> _Directions_
1/ In the text on radon, what percentage of the total radiation dose received by the Irish population comes from radon?
2/ Continue the text on radon gas from its final sentence.

> _Page text_

━━━━━━━━━━

In insights

Radon is a naturally occurring radioactive gas that results from the decay of uranium in rocks and soils. The gas is colourless, odourless and tasteless and can only be measured using special equipment.

When radon surfaces in the open air, it is quickly diluted to harmless concentrations, but when it enters an enclosed space, such as a house or other building, it can sometimes build up to unacceptably high concentrations. Radon from the ground enters buildings chiefly through cracks in floors or gaps around pipes or cables.

Radon decays to form tiny radioactive particles, some of which stay suspended in the air. When these particles are inhaled into the lungs, they give a radiation dose that may damage cells in the lung.

Radon has been shown to be a cause of cancer, specifically lung cancer; prolonged exposure to elevated levels of radon gas in an enclosed area can be a contributory factor in increasing the risk of lung cancer, particularly where other factors such as cigarette smoking are involved.

Galway City & County is recognised as an area with high levels of Radon Gas in the ground. The EPA states that the greatest health risk from radiation in Ireland is caused by radon.  It accounts for 56 per cent of the total radiation dose received by the Irish population.  Up to 250 cases of lung cancer in Ireland every year can be linked to radon.

━━━━━━━━━━

> _Excerpted records_
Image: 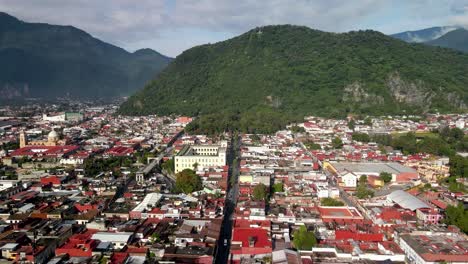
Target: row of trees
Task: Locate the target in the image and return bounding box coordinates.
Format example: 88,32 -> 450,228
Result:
352,127 -> 468,156
356,175 -> 374,199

━━━━━━━━━━

> _Answers to the exercises_
1/ 56 percent

2/
The EPA provides a radon measurement service which is accredited by the Irish National Accreditation Board to ISO 17025 for homes and workplaces.

Radon measurements are legally required in occupied ground-floor and basement areas of indoor workplace premises located in High Radon Areas.

However, it is possible to find workplaces with high radon concentrations in locations not designated as High Radon Areas. Therefore, we urge all employers to adopt a proactive approach to radon in the workplace and carry out a measurement regardless of location.

Only those workplaces or work areas with an occupancy of above 100 hours per year need be measured.

If the radon concentration in each measured area is below the statutory value of 400 becquerels per cubic metre (Bq/m3) no further action is required. The report should be kept on file.